■ Tarea de trabajo ■
Por favor, indica si cada afirmación concuerda con el fragmento sobre la lengua filosófica española que aparece a continuación, respondiendo sí o no y citando literalmente las palabras que lo deciden: (a) los krausistas consiguieron una auténtica lengua filosófica española; (b) Unamuno pretendió hacer filosofía; (c) Ortega evitó en lo posible los tecnicismos y neologismos.

■ Fragmento del texto ■
⁂

Esto fue lo más valioso de Feijoo y otros ilustrados del siglo XVIII, en España y en América; o de los krausistas desde Sanz del Río y Giner, en el siglo XIX, que recibieron y de alguna manera adaptaron la forma del pensamiento alemán, nunca aclimatado antes en nuestra lengua. Pero no lo hicieron creadoramente, y no consiguieron una auténtica lengua filosófica española. Sólo la función creadora puede lograr la asimilación eficaz de la cultura ajena, incorporándola a la germinación de una propia, rigurosamente original. Esta empresa es la que llevaron a cabo Unamuno sin acabar de quererlo y casi a pesar suyo, Ortega deliberadamente y con excepcional genialidad.

En Unamuno se dio la convergencia de su preocupación filosófica constante, su inmersión en las filosofías de otras lenguas, con sus fabulosas dotes lingüísticas y literarias en español. Aunque no pretendió hacer filosofía, vivió en español la filosofía, tuvo que repensarla, la agitó en el fondo de su alma, instalada, anclada, en la lengua española.

Ortega hizo mucho más: filosofar creadoramente, desde el torso de la tradición intelectual íntegra de Occidente, en su lengua propia, sumergido en ella, ensayando sus posibilidades denominativas, expresivas, metafóricas, evitando hasta el límite de lo posible todo tecnicismo, todo neologismo, buscando palabras de la lengua, no «términos» definidos por una estipulación, para expresar las realidades descubiertas. De sus manos salió lo que nunca había existido: la lengua filosófica española, el repertorio de posibilidades para hacer filosofía en español.

Conviene advertir que este planteamiento está a cien leguas de todo «nacionalismo» -por el que hay que sentir, decía Ortega desde su juventud, «exquisito desprecio»-. Los europeos no pueden ser nacionalistas, precisamente porque son nacionales (el nacionalismo, que es la inflamación o irritación de la condición nacional, se queda para los que carecen de ella). Las naciones europeas son naciones de Europa -sociedades «de implantación» dije en La estructura social-, la cual las precede y preexiste, de cuya sustancia están hechas.

⁂

(Registros almacenados)

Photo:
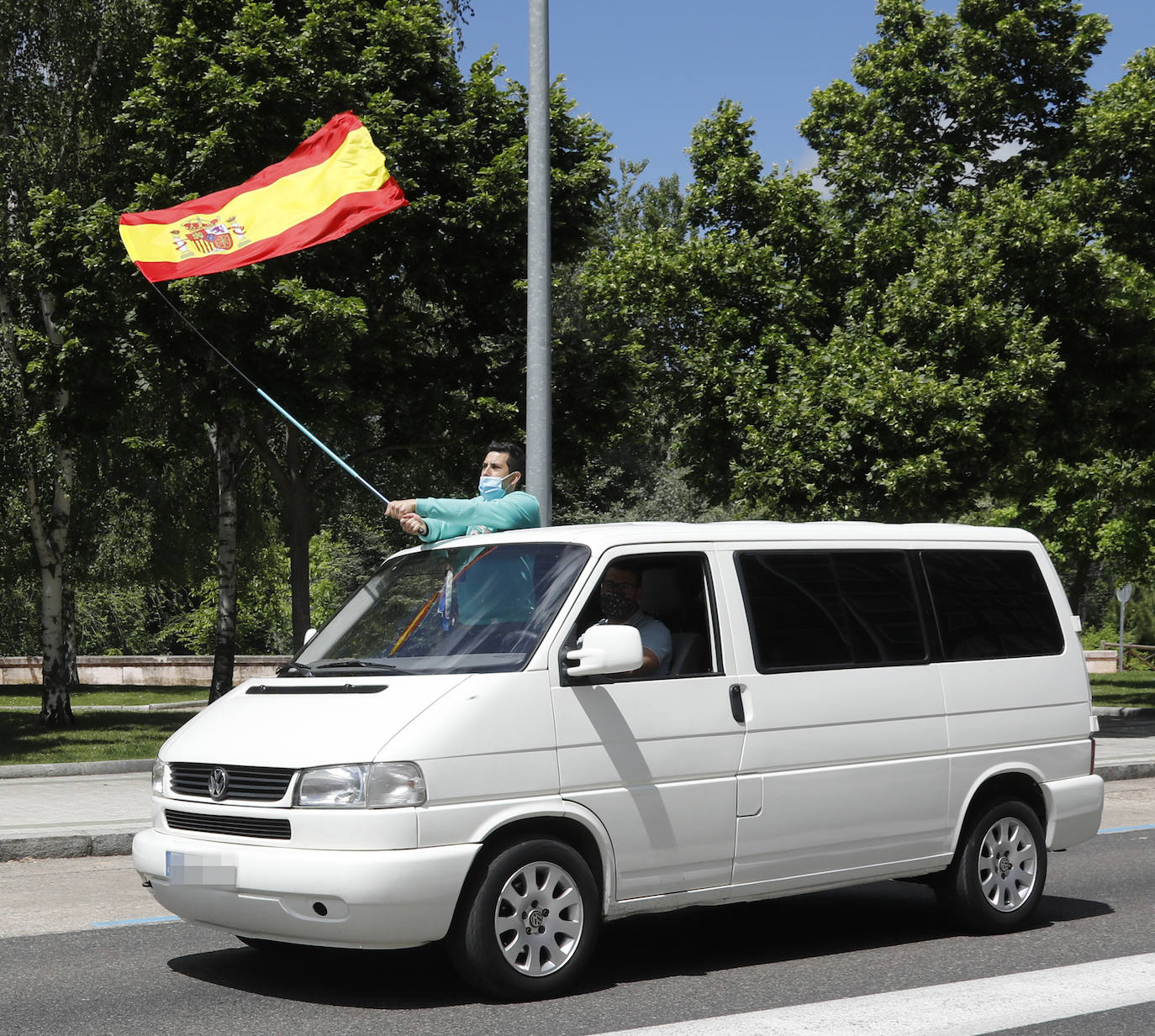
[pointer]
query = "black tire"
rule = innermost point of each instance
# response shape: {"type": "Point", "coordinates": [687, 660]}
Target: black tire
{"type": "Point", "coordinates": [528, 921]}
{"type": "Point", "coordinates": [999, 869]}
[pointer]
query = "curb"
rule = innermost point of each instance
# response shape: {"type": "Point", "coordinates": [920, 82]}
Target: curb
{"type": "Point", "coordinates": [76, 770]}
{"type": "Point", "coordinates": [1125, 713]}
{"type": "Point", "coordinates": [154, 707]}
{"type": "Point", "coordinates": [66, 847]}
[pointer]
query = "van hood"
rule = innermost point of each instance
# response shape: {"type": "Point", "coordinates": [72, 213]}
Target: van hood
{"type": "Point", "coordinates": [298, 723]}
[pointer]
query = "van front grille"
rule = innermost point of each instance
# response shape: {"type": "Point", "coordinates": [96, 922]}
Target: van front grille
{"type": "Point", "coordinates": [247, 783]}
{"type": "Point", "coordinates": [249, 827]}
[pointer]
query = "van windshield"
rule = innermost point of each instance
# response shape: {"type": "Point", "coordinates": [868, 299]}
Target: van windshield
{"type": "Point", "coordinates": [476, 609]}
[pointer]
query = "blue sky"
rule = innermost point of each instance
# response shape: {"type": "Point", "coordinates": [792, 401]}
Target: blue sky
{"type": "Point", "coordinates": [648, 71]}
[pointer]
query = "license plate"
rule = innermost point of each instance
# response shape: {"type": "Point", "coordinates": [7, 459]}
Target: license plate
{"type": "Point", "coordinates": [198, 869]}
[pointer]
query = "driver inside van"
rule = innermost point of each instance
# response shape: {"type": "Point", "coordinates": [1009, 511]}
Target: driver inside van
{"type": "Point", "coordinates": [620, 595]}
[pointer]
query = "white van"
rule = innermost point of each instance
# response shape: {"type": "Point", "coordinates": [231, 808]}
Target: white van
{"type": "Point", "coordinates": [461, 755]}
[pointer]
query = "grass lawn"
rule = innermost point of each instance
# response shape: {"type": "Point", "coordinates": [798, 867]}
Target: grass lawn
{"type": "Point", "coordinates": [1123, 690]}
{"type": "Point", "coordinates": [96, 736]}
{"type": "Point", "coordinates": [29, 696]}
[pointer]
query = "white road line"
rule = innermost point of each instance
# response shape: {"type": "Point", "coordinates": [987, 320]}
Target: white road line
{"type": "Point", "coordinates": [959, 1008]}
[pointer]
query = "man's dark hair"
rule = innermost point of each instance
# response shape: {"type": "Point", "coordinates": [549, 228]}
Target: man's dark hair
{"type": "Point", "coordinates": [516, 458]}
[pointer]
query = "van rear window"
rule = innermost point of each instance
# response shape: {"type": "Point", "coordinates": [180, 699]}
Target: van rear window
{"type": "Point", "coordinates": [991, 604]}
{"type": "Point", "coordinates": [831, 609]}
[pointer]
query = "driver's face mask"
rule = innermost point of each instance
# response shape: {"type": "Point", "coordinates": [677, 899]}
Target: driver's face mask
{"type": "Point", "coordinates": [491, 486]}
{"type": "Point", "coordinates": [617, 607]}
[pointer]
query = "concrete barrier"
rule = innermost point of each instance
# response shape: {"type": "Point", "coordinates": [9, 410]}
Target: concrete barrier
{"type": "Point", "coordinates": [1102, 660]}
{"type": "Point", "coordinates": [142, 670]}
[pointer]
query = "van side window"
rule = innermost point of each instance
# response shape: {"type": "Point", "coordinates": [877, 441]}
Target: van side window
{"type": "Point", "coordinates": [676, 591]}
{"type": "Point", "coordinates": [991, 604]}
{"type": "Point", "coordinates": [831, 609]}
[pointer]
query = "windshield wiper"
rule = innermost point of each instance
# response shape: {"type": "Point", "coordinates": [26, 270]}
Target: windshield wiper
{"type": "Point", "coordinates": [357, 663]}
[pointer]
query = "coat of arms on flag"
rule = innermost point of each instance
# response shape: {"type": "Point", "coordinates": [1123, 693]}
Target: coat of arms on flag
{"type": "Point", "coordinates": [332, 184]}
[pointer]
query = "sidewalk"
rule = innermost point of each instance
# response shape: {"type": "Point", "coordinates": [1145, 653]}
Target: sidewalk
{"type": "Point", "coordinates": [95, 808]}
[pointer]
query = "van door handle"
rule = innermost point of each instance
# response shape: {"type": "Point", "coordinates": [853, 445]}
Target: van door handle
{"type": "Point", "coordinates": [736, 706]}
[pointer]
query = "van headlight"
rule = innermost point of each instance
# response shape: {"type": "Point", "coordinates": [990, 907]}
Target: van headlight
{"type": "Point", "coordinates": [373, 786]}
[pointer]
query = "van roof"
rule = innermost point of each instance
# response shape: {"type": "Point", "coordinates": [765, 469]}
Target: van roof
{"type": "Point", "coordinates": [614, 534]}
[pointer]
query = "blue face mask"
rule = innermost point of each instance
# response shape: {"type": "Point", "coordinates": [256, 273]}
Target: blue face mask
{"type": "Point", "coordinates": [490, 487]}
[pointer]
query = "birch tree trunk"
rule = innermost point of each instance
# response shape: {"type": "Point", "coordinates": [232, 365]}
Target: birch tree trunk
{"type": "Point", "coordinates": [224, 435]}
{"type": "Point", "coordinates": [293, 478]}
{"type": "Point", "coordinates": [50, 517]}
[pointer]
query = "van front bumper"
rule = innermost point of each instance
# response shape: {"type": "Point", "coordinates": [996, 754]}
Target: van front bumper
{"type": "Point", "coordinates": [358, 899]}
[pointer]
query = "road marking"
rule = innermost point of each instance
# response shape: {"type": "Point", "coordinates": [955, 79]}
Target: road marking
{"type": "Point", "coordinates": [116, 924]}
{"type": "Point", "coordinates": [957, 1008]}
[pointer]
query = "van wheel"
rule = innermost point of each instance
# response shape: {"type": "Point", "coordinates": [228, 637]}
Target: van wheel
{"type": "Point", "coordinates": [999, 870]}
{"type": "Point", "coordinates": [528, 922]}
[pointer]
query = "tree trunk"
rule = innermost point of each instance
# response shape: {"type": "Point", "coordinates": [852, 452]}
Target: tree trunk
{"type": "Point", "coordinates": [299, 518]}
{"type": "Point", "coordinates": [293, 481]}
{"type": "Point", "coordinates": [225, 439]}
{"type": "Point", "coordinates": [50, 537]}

⁂

■ Tarea resuelta ■
(a) No: «no consiguieron una auténtica lengua filosófica española».
(b) No: «Aunque no pretendió hacer filosofía».
(c) Sí: «evitando hasta el límite de lo posible todo tecnicismo, todo neologismo».